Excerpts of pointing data
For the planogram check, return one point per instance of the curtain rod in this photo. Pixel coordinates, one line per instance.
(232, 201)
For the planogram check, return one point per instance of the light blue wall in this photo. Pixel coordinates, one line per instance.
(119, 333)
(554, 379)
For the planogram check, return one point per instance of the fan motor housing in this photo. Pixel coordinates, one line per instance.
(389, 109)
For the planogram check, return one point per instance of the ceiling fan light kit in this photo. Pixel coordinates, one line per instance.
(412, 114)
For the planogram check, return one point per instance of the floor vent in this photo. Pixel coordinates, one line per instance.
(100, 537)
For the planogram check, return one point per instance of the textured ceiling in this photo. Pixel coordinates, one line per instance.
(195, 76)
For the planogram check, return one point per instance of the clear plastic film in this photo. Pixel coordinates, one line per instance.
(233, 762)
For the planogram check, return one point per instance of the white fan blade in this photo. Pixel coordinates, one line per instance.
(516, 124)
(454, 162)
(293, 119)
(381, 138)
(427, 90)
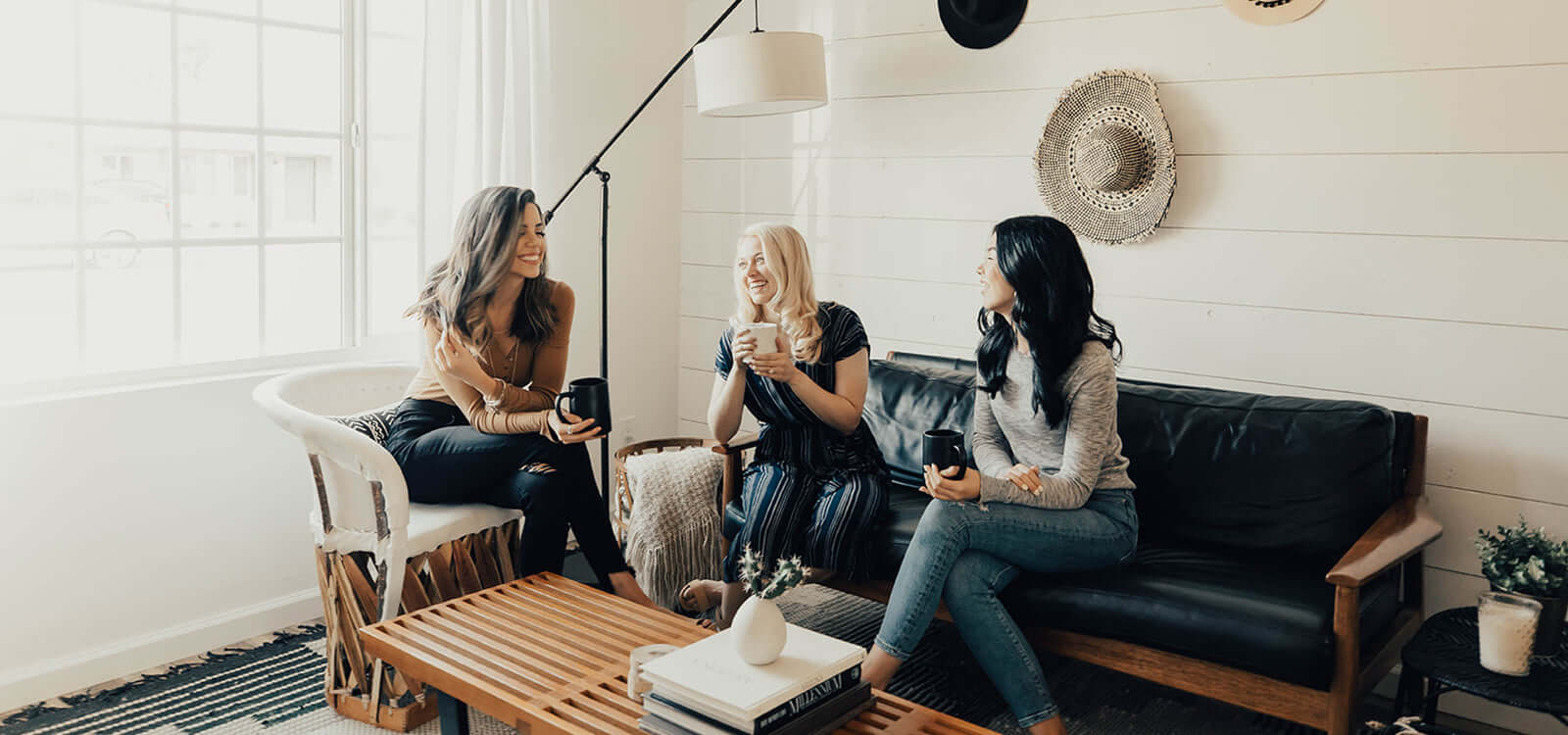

Work required: Convert the rows into a Markdown table with the columns No. and Line, starting at the line that contains "of the ceiling" and ending at the final line of the rows, both ends included. Number each line in order, leave out any blank lines, and omit the pictures.

Output below:
| No. | Line |
|---|---|
| 1 | For the planogram check, return one point per instance of the ceiling fan light kit in this photo. Pixel coordinates, one line per instance. |
| 2 | (412, 114) |
| 3 | For the planogram check, return one point per instance of the floor vent in this photo. Pixel coordinates, one line per instance. |
| 4 | (100, 537) |
| 5 | For the planogram check, return one point per instance of the textured ceiling in this photo. Pixel coordinates, one line per instance. |
| 6 | (195, 76) |
| 7 | For the planogram check, return one point per instance of the clear plastic film in this photo. Pixel coordinates, one line per instance. |
| 8 | (233, 762) |
| 9 | For the planogram check, return one point per instance of the white fan blade in this photo. Pixel coordinates, one line per instance. |
| 10 | (516, 124) |
| 11 | (454, 162) |
| 12 | (293, 119) |
| 13 | (381, 138) |
| 14 | (427, 90) |